THE TASK =>
Recast every line of the items below as a Markdown table with the columns Row and Content, numbering each row and leaving out blank lines.

DATA SHOWN =>

★ ★ ★ ★

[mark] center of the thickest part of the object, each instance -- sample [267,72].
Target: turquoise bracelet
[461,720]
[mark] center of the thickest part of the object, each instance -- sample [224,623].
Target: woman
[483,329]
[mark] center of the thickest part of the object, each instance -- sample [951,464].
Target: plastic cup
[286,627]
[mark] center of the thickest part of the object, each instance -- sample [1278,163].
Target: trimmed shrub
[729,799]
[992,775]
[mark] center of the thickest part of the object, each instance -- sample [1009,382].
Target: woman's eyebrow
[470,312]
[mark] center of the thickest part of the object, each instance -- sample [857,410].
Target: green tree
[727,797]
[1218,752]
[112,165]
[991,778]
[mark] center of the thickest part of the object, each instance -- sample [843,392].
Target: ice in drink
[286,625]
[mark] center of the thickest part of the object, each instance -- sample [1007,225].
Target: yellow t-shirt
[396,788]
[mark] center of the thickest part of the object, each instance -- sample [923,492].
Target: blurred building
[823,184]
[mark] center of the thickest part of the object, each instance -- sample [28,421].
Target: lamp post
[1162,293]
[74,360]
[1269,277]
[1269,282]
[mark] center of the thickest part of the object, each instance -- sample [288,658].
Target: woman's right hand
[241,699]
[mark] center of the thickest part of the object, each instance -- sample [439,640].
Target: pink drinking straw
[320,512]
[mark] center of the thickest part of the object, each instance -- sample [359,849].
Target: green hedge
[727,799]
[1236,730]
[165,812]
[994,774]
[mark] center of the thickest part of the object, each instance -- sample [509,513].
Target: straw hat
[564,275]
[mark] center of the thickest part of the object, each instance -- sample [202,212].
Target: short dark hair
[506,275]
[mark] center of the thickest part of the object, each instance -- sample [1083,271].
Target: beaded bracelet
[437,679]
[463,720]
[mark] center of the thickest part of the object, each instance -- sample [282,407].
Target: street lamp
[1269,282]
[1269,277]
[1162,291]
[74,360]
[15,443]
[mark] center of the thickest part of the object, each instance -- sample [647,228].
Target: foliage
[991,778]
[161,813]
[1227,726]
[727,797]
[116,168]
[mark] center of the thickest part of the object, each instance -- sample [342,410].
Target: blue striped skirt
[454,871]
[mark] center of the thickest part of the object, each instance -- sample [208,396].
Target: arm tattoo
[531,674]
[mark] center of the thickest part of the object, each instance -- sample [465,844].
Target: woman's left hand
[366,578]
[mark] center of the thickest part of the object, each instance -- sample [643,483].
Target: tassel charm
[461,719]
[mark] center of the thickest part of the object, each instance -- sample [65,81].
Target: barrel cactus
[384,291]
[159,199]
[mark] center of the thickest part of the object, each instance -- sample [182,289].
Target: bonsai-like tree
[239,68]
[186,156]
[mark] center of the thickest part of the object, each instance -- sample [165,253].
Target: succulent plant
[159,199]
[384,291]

★ ★ ★ ★

RESPONSE TO THIS TASK =>
| Row | Content |
|---|---|
| 1 | [mark] center of the thickest part of the object, each instance -- sample [267,72]. |
| 2 | Target: turquoise bracelet |
| 3 | [461,720] |
| 4 | [mark] center of the thickest part of the object, each instance -- sample [224,623]. |
| 5 | Target: woman |
| 6 | [483,329] |
| 7 | [mark] center of the thickest part of the object, each instance -- sample [951,464]. |
| 8 | Target: plastic cup |
| 9 | [286,627] |
| 10 | [mark] center of the thickest part of the object, each instance -- sample [1278,163]. |
| 11 | Target: trimmed shrub |
| 12 | [729,799] |
| 13 | [992,775] |
| 14 | [mark] center of the thickest part of the object, each instance -- sample [1009,382]. |
| 15 | Target: woman's eyebrow |
| 16 | [470,312] |
| 17 | [mark] center of the thickest part of the object, each instance -- sample [857,410]. |
| 18 | Target: green tree |
| 19 | [727,797] |
| 20 | [1218,752] |
| 21 | [112,165] |
| 22 | [991,778] |
| 23 | [mark] center of the thickest part of the object, each instance -- sample [843,392]. |
| 24 | Target: ice in drink |
| 25 | [286,625] |
| 26 | [mark] center of the thickest part of the object, each instance -- sample [1007,225]. |
| 27 | Target: yellow t-shirt |
| 28 | [396,788] |
| 29 | [mark] center of the thickest part of the object, each instance -- sample [923,492]. |
| 30 | Target: blurred building |
| 31 | [823,184] |
| 32 | [mark] center of the thickest part of the object, each instance -- sample [28,421]. |
| 33 | Target: lamp post |
| 34 | [1162,293] |
| 35 | [74,360] |
| 36 | [1269,277] |
| 37 | [1269,282] |
| 38 | [mark] center of the thickest part of the object, each instance -- sample [288,658]. |
| 39 | Target: woman's right hand |
| 40 | [241,699] |
| 41 | [mark] center of the thickest part of the object, each instance -- sample [439,640]. |
| 42 | Target: pink drinking straw |
| 43 | [320,512] |
| 44 | [mark] center of the thickest part of the object, each instance -- sample [359,849]. |
| 45 | Target: green hedge |
| 46 | [727,799] |
| 47 | [1236,730] |
| 48 | [165,812] |
| 49 | [994,774] |
| 50 | [mark] center of the thickest part of the object, each instance -- sample [509,513]. |
| 51 | Target: straw hat |
| 52 | [564,275] |
| 53 | [mark] center of the thickest part of the object, each instance -- sample [202,212]. |
| 54 | Target: short dark hair |
| 55 | [506,275] |
| 56 | [mark] center of the thickest part of the object, each instance -- sample [1083,271]. |
| 57 | Target: beaded bracelet |
| 58 | [437,679] |
| 59 | [463,720] |
| 60 | [mark] center of the thickest part of the object, each instance -- sample [282,407]. |
| 61 | Target: street lamp |
| 62 | [1269,282] |
| 63 | [1269,277] |
| 64 | [1162,291] |
| 65 | [74,360] |
| 66 | [15,443] |
| 67 | [mark] center of the thickest part of the object, each instance -- sample [647,228]. |
| 68 | Target: foliage |
| 69 | [991,778] |
| 70 | [161,813] |
| 71 | [1227,726] |
| 72 | [727,797] |
| 73 | [116,168] |
| 74 | [mark] center of the thickest part of the object, each instance -- sample [342,410]. |
| 75 | Target: blue striped skirt |
| 76 | [454,871] |
| 77 | [mark] center of the thickest part of the object, each instance -- sample [208,396]. |
| 78 | Target: arm tattoo |
| 79 | [531,674] |
| 80 | [mark] center of the thickest part of the object, each instance -- sample [465,844]. |
| 81 | Target: woman's left hand |
| 82 | [366,578] |
| 83 | [mark] center of the thickest part of the object, each instance -- sample [643,483]. |
| 84 | Target: tassel charm |
| 85 | [461,719] |
| 86 | [mark] center of the thickest part of the object, each instance -- sample [65,81]. |
| 87 | Target: barrel cactus |
| 88 | [384,291] |
| 89 | [159,199] |
| 90 | [mark] center of the thickest part of the object, each instance -- sample [182,289]. |
| 91 | Target: bonsai-like tree |
| 92 | [239,68] |
| 93 | [186,156] |
| 94 | [mark] center of the thickest part of the object, each instance -- sample [165,253]. |
| 95 | Target: succulent plant |
| 96 | [159,199] |
| 97 | [384,291] |